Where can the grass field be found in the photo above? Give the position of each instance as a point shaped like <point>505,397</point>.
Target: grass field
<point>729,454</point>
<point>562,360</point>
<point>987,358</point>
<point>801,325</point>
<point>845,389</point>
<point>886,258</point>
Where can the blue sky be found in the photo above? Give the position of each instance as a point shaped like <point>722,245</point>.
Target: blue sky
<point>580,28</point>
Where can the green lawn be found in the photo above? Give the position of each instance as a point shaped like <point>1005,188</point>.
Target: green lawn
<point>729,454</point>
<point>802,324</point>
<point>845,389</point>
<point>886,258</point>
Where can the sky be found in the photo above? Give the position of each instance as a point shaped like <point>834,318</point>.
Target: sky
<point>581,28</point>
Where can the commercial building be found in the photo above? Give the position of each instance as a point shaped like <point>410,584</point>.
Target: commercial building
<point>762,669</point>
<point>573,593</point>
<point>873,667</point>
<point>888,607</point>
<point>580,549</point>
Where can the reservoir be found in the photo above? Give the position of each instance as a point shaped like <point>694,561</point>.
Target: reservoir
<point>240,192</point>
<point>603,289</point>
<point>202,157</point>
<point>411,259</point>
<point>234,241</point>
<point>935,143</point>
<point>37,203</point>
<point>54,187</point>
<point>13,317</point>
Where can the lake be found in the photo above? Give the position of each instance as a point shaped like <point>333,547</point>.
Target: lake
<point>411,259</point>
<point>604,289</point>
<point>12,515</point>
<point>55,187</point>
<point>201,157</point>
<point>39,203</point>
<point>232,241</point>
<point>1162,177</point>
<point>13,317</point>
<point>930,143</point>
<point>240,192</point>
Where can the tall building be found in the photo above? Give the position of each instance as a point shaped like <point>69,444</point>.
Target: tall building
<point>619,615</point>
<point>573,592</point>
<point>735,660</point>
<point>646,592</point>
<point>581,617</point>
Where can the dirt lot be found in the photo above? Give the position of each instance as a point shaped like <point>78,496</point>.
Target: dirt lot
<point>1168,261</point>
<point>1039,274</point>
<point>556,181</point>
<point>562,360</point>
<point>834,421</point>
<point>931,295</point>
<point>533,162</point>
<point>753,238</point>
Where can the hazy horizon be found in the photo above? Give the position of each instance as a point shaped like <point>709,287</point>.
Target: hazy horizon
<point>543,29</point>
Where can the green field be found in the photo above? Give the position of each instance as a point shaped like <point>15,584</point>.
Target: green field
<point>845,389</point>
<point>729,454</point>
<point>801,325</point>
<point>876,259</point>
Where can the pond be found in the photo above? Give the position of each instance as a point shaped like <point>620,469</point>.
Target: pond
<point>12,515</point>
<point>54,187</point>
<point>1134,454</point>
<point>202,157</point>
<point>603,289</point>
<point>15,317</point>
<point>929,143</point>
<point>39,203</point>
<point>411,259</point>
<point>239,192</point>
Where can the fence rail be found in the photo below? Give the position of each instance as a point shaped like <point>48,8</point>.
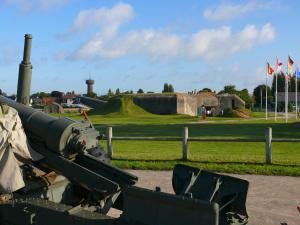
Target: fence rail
<point>185,139</point>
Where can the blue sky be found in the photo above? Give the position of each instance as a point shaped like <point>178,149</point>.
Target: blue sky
<point>131,44</point>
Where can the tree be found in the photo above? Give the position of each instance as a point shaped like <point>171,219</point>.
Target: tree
<point>260,92</point>
<point>171,89</point>
<point>205,90</point>
<point>57,94</point>
<point>110,93</point>
<point>92,95</point>
<point>40,95</point>
<point>140,91</point>
<point>230,89</point>
<point>166,88</point>
<point>244,94</point>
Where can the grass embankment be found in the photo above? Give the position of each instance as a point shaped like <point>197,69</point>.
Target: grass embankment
<point>130,120</point>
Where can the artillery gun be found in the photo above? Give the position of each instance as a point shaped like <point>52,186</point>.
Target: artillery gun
<point>75,184</point>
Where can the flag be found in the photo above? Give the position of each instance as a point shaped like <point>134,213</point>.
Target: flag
<point>278,65</point>
<point>288,77</point>
<point>270,70</point>
<point>297,73</point>
<point>290,64</point>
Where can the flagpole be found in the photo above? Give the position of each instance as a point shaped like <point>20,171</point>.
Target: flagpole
<point>261,98</point>
<point>276,75</point>
<point>296,97</point>
<point>266,96</point>
<point>286,96</point>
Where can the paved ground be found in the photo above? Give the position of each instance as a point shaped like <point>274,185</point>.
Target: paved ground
<point>271,199</point>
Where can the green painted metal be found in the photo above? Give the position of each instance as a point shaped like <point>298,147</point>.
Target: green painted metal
<point>25,73</point>
<point>230,193</point>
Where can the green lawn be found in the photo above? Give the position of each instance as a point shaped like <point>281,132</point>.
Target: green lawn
<point>217,156</point>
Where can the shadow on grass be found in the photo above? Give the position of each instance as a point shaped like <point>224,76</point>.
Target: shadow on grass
<point>246,130</point>
<point>204,162</point>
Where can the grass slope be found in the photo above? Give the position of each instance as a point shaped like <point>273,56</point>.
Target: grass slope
<point>129,119</point>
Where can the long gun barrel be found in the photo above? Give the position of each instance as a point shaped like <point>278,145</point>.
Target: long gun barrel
<point>25,73</point>
<point>67,147</point>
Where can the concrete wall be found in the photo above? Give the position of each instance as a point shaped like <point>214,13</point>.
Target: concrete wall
<point>187,104</point>
<point>230,101</point>
<point>207,99</point>
<point>92,102</point>
<point>157,103</point>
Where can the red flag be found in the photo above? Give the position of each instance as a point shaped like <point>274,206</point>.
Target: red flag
<point>290,64</point>
<point>278,65</point>
<point>270,70</point>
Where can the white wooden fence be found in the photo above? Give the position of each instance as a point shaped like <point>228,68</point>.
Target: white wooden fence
<point>267,139</point>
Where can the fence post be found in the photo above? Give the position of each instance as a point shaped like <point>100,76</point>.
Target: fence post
<point>185,143</point>
<point>268,136</point>
<point>109,142</point>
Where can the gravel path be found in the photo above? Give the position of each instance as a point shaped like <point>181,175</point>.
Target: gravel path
<point>271,199</point>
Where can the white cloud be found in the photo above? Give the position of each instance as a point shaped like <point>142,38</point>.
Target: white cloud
<point>108,20</point>
<point>206,44</point>
<point>216,43</point>
<point>151,42</point>
<point>8,55</point>
<point>26,6</point>
<point>230,11</point>
<point>109,42</point>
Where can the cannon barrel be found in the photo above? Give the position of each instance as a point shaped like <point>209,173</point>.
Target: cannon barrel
<point>56,133</point>
<point>25,73</point>
<point>66,145</point>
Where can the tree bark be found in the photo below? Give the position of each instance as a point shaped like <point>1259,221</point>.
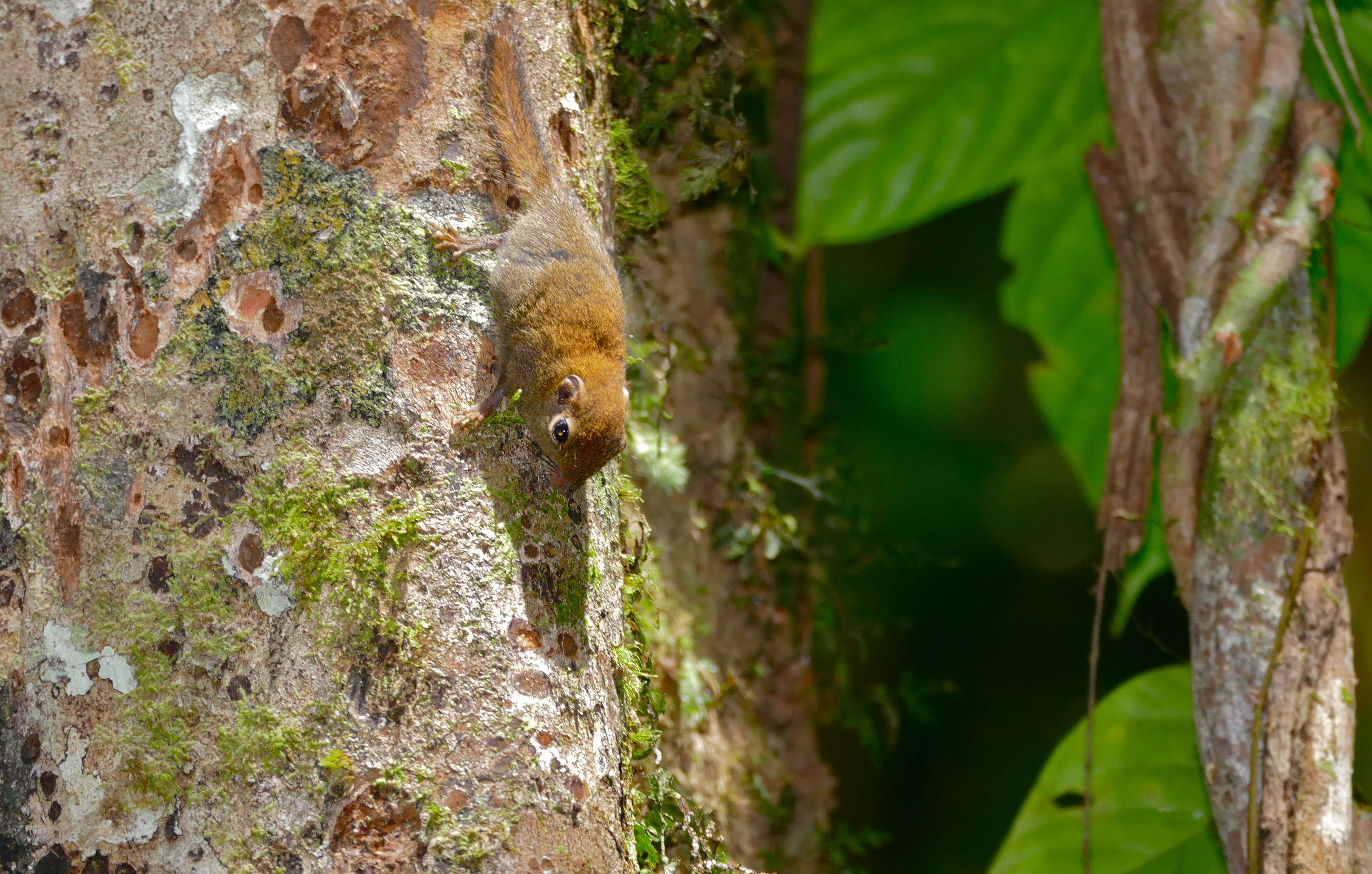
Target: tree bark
<point>1220,180</point>
<point>260,607</point>
<point>739,732</point>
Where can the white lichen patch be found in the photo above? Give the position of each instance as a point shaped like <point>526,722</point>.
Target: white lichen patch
<point>88,824</point>
<point>370,452</point>
<point>117,670</point>
<point>273,600</point>
<point>64,659</point>
<point>246,560</point>
<point>66,11</point>
<point>201,105</point>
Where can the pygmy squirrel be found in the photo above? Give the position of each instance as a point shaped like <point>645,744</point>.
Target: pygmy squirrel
<point>559,311</point>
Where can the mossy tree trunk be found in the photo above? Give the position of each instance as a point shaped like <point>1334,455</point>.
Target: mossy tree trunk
<point>1220,184</point>
<point>260,608</point>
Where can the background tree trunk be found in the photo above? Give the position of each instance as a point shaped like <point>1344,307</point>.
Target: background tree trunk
<point>260,608</point>
<point>1222,177</point>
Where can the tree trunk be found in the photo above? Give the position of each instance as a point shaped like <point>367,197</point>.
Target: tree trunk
<point>261,607</point>
<point>1220,182</point>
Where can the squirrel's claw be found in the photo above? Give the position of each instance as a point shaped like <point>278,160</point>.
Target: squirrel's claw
<point>449,239</point>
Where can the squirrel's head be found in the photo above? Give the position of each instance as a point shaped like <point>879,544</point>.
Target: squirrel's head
<point>581,423</point>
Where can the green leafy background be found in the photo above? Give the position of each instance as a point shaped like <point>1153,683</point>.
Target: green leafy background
<point>1150,810</point>
<point>914,109</point>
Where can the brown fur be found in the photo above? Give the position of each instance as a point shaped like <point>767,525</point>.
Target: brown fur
<point>559,311</point>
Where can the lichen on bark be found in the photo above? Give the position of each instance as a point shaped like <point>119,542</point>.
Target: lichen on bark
<point>267,611</point>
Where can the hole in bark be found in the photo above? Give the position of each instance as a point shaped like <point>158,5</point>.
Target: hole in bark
<point>250,552</point>
<point>272,318</point>
<point>31,748</point>
<point>55,862</point>
<point>88,323</point>
<point>239,688</point>
<point>533,684</point>
<point>143,340</point>
<point>567,645</point>
<point>290,40</point>
<point>20,306</point>
<point>457,799</point>
<point>160,571</point>
<point>525,636</point>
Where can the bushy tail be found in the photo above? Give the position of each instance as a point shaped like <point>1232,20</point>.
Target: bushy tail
<point>507,96</point>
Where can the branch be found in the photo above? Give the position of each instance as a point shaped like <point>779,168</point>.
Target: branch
<point>1264,128</point>
<point>1256,289</point>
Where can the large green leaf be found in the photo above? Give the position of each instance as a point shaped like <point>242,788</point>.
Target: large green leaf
<point>916,106</point>
<point>1150,813</point>
<point>1064,293</point>
<point>1352,211</point>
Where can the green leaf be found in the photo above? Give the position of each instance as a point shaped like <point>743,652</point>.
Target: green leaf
<point>1353,254</point>
<point>1064,293</point>
<point>1352,213</point>
<point>1150,813</point>
<point>920,106</point>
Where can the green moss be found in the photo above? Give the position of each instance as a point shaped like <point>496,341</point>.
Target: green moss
<point>638,205</point>
<point>109,42</point>
<point>360,263</point>
<point>327,553</point>
<point>261,740</point>
<point>1277,412</point>
<point>157,725</point>
<point>257,386</point>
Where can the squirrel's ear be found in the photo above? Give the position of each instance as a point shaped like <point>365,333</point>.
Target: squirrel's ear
<point>571,385</point>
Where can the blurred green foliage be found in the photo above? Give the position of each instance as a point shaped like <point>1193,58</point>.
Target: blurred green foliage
<point>916,108</point>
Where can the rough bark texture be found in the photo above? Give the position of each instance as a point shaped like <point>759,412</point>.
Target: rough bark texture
<point>1226,171</point>
<point>740,733</point>
<point>258,607</point>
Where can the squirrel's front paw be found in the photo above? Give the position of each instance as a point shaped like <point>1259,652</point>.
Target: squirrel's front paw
<point>449,239</point>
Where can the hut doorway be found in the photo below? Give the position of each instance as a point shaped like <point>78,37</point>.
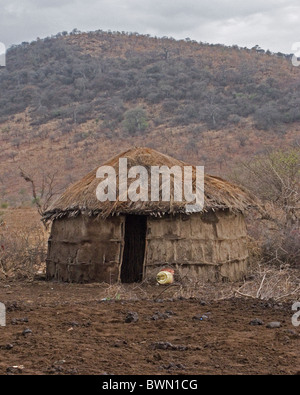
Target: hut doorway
<point>134,249</point>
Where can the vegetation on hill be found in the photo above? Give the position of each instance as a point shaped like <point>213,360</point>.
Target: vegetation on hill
<point>71,101</point>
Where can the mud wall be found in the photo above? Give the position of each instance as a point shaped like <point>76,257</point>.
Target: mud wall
<point>85,249</point>
<point>212,246</point>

—————

GIVEN REQUEST: The lines to write out run from the one containing "Where can the hut" through the final line of the material above, both included; write them out exactly, with no pictures.

RESULT OF THIS EXERCISE:
Where can the hut doorway be found in the photo below? Give the position of each instance as a point shaped like <point>78,37</point>.
Target: hut doorway
<point>134,249</point>
Where can the vegetation on hill be found in the photo above? Give the position of each instance as a point shaped like <point>213,360</point>.
Target: vegetation on hill
<point>71,101</point>
Where can the mud wall be found in the photo above? Give the position of each instance as a point shaped like <point>76,257</point>.
Target: mud wall
<point>85,249</point>
<point>212,246</point>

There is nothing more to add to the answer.